WHAT IS BEING ASKED: Copy the lines of the material word for word, starting at the line containing "Shelf-audit tool: tag the blue" and continuing to the end of the material. Leave the pictures out of your answer.

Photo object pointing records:

## BEGIN

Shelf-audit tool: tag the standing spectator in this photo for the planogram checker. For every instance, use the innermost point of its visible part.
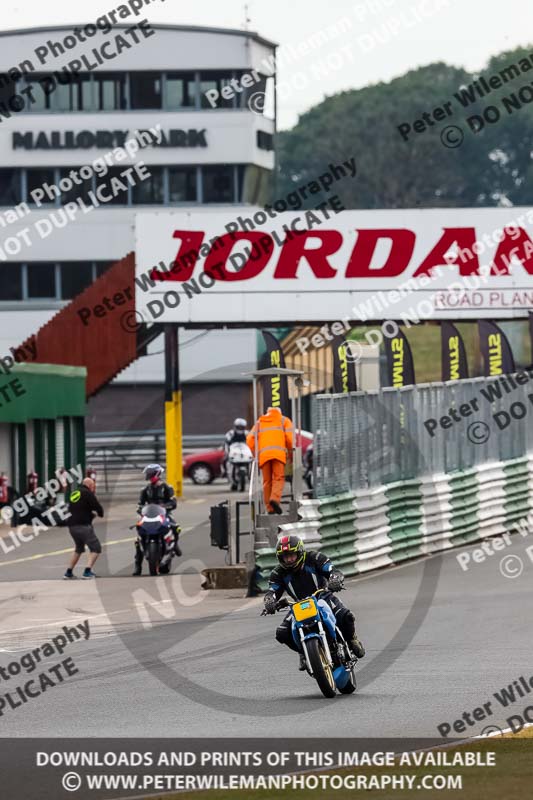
(82, 508)
(274, 439)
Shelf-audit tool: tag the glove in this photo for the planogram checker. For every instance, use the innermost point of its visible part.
(336, 582)
(270, 603)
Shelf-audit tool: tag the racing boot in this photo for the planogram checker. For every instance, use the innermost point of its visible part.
(357, 646)
(177, 548)
(138, 561)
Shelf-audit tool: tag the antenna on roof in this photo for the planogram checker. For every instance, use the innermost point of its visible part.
(247, 18)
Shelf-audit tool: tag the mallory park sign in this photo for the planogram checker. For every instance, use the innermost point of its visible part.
(101, 139)
(245, 266)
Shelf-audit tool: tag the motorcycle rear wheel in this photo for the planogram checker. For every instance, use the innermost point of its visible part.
(322, 671)
(153, 556)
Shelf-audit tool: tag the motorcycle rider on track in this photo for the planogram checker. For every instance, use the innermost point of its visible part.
(236, 434)
(162, 494)
(300, 573)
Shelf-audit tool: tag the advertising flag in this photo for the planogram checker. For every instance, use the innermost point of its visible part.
(495, 349)
(401, 370)
(275, 387)
(344, 378)
(454, 363)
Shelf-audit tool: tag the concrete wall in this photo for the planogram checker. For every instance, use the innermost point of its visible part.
(207, 408)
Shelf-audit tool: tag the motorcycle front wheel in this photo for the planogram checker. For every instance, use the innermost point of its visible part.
(322, 671)
(153, 556)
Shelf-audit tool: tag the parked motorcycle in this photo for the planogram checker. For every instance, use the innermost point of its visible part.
(156, 538)
(239, 459)
(328, 657)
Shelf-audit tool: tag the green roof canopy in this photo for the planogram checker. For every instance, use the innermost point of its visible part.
(42, 391)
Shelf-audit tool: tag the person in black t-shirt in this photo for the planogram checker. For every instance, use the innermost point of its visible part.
(83, 506)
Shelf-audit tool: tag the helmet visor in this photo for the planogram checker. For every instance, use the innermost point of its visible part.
(289, 558)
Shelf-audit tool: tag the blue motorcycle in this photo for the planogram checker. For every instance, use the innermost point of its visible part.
(328, 657)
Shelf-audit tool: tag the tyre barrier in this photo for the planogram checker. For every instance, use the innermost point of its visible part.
(368, 529)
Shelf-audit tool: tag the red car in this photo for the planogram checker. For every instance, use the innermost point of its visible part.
(202, 468)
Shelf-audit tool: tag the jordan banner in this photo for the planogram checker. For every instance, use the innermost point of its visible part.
(401, 370)
(453, 358)
(275, 388)
(344, 378)
(495, 349)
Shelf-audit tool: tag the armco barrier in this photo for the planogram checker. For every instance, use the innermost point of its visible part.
(377, 527)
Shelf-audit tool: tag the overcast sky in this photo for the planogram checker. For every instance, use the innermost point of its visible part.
(368, 40)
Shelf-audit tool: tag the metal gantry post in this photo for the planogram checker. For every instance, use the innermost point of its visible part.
(173, 410)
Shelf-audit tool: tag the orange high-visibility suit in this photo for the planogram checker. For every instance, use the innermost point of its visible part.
(274, 439)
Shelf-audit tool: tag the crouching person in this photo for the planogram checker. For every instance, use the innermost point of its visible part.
(300, 573)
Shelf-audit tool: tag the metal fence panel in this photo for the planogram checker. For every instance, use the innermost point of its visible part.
(365, 439)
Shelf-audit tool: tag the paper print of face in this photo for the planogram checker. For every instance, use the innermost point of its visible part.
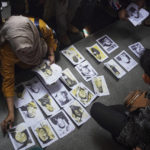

## END

RESPONSE:
Shelf-audit tool: tag the blue motorcycle in this photo for the planogram checker. For every instance, use the innermost point of its visible part.
(328, 657)
Shelf-audit tool: tag the tyre barrier in this photo for the planogram checker. For every instance, use the innermost point of its visible part.
(368, 529)
Shelf-audit tool: tag the red car in this photo for the planogram checker. For every instance, use the innermost point of its visible part.
(202, 468)
Shelf-audit tool: tag the jordan banner in this photo for the planogram checker. For every instance, use the innermost point of its visible part.
(401, 370)
(453, 358)
(275, 388)
(344, 378)
(495, 349)
Shelf-audit tool: tag the armco barrier in this photo for the planogram checker. For every instance, use the innermost point of its visible part.
(377, 527)
Shelf-audit tool: tag the overcast sky in this photo for the planogram checker. For every instance, use the innermost point of its visible part.
(368, 40)
Shelf-audit tool: tag the metal gantry post in this photo for the planogram checker. For every instance, use the innermost point of its visible part.
(173, 410)
Shelf-audit tool: tag the orange high-visibility suit in this photo for the planogram checker. For every instance, use the innermost point of its visible part.
(274, 439)
Shelf-audit tool: tag the crouching person in this photo for the planogram checker. For every instance, use the innermost point of its visible part.
(300, 573)
Shelf-audit tool: tag the metal fence panel in this photo for the planogram checker. For every instance, use the innermost point of its visible part.
(365, 439)
Shelf-audit tool: tag the paper print of face in this photo for the planogram checker. For every instance, use the innermost point of its visible part.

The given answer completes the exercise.